Consigne écrite: Recopiez mot pour mot les enregistrements ci-dessous, depuis la ligne contenant «Question. Indicate one point on each instance of the bird head» jusqu'à la fin des enregistrements, ces deux bornes comprises.

(Entrées stockées du jeu de données)

============================================================

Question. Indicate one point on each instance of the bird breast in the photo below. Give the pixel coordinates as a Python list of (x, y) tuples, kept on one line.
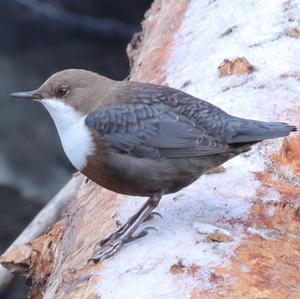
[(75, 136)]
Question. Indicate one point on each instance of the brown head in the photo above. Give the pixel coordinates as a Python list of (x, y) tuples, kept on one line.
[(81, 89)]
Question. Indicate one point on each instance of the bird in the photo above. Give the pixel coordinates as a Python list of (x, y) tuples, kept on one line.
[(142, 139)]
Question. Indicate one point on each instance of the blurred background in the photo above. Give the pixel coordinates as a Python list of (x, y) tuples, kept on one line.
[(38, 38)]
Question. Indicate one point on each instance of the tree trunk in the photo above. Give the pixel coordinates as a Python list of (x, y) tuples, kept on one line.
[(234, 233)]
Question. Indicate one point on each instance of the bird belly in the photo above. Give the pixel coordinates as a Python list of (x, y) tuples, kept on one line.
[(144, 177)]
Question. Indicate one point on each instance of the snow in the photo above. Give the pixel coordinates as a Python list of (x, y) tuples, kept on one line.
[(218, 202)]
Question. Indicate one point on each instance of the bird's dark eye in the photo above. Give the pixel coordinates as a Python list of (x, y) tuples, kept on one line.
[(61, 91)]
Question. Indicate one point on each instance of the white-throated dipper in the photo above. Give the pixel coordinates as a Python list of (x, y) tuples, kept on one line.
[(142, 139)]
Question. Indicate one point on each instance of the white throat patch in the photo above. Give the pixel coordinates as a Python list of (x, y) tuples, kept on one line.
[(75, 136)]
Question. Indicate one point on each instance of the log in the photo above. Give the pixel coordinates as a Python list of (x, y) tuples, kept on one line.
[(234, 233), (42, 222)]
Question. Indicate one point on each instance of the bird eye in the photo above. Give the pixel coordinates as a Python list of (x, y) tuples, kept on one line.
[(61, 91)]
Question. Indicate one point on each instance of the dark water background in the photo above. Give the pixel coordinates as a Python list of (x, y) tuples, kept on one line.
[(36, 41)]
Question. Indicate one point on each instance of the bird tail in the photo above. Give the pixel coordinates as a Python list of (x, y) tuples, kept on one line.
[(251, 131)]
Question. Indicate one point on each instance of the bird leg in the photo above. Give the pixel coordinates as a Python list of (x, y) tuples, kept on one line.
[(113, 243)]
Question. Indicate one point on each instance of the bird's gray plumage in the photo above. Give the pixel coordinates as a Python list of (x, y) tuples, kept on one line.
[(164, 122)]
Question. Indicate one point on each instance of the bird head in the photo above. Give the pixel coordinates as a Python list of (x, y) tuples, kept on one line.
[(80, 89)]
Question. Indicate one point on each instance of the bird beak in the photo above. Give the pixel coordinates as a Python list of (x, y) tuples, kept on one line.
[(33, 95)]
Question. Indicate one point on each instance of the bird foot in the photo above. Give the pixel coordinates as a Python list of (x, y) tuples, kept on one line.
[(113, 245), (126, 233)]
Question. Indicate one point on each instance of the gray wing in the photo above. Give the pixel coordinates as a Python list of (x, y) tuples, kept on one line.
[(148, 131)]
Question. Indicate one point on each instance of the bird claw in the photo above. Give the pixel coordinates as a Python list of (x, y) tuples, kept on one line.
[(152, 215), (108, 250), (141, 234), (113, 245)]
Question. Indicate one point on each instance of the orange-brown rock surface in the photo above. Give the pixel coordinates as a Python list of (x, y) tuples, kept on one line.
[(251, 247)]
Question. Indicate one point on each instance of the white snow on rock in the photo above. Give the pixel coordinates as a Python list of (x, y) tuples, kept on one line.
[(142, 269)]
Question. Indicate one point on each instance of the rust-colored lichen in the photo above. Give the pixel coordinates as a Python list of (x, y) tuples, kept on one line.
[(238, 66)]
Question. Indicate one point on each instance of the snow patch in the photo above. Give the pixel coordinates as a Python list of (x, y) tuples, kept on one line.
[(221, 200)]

============================================================

Réponse à la consigne:
Question. Indicate one point on each instance of the bird head in the photo above. Give the pixel coordinates as a Python list of (x, y) tuples, kept on one line.
[(80, 89)]
Question. Indicate one point on each instance of the bird beak in the photo above. Give the pixel coordinates as a Python list of (x, y) tuples, kept on one line.
[(33, 95)]
Question. Indicate one point on each instance of the bird foot in the photo above. Give the pixel coordinates as a Python list of (x, y) tuples, kept on one line.
[(113, 245), (126, 233)]
Question. Indicate one point on each instance of the gray wing in the photo above. Give the pixel coordinates as a Python list of (x, y) tuples, kept on one line.
[(148, 131)]
Question. Indicate one point on each instance of the bird claw in the photo above. Give the pixel coordinates as a Python list of (x, y) tuples, kept on one line.
[(152, 215), (108, 250), (141, 234), (113, 245)]
Question. Indicate one point on each instance of the orange-brown rock surface in the photo above. Give the pixel coordinates as a Python list of (x, y) tuples, kept on one line.
[(251, 247)]
Question. Indicate one point on each instance of the white snow on rock in the photo above. Give the pixel coordinates as a Python list of (x, y) tuples, kept on one line.
[(142, 269)]
Question. Indicate one point on each instance of the rust-colored lichen in the photo above. Give the pixel coordinates as a Python list of (x, y) tuples, kept on one line.
[(238, 66)]
Question. Indicate one point on each instance of the snow patch in the photo above. Give the pixel coordinates as a Python list of (x, y) tuples, kept on one line.
[(221, 200)]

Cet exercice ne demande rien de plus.